- Instructions to follow
Transcribe each record precisely; images stay out.
*** Data extracts ***
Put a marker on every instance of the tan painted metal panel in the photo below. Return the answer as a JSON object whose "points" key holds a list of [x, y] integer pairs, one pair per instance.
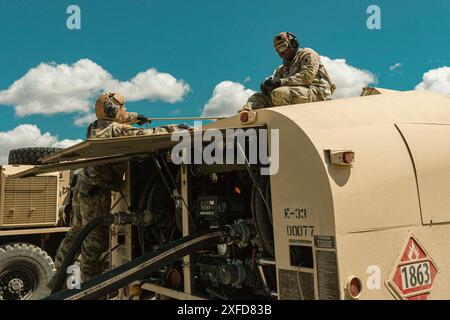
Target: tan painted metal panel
{"points": [[430, 149], [32, 231]]}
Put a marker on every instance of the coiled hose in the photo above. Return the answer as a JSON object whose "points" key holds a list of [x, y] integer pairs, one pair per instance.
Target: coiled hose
{"points": [[74, 248], [139, 267]]}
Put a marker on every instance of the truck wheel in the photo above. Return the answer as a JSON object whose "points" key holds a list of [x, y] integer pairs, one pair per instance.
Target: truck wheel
{"points": [[24, 272], [29, 155]]}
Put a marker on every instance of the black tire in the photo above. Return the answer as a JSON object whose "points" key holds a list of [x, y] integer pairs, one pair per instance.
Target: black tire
{"points": [[30, 155], [24, 272]]}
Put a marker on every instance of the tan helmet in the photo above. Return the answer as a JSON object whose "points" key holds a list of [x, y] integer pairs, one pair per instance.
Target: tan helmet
{"points": [[284, 40], [108, 106]]}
*** End of Data extracts ***
- Output of the exercise
Put a marker on every instance of the tan painted metal panel in the photo below. Return the answer as a JSON object whose "points" key holds a list of [x, y] integer pairs, one pair per instance.
Target: tan painted metal panel
{"points": [[430, 149], [32, 231]]}
Put a marker on every instance of the coiled hose in the photo above. Return the answer as a JSON object whose "points" key holds a list of [x, y] integer pairs, one pair per instance.
Target: coiled hose
{"points": [[74, 248], [139, 267]]}
Put a marker on every instance of the truck wheel in the photo above. Return the answer as a JSON object whose "points" key holds a list of [x, y] integer pairs, one pair per instance.
Target: truck wheel
{"points": [[24, 272], [29, 155]]}
Put a marker on every instance of the black tire in the photo above. Return the answer as a JSON object whose "points" key holds a list of [x, y] integer pairs, one pair per instance.
Target: black tire
{"points": [[30, 155], [24, 272]]}
Put a marker on every instance of the tan helmet in the photo above. Return the answer as a JSON object whose "points" key holds a list of [x, y] integer pairs, one pair per instance.
Target: tan helmet
{"points": [[284, 40], [108, 106]]}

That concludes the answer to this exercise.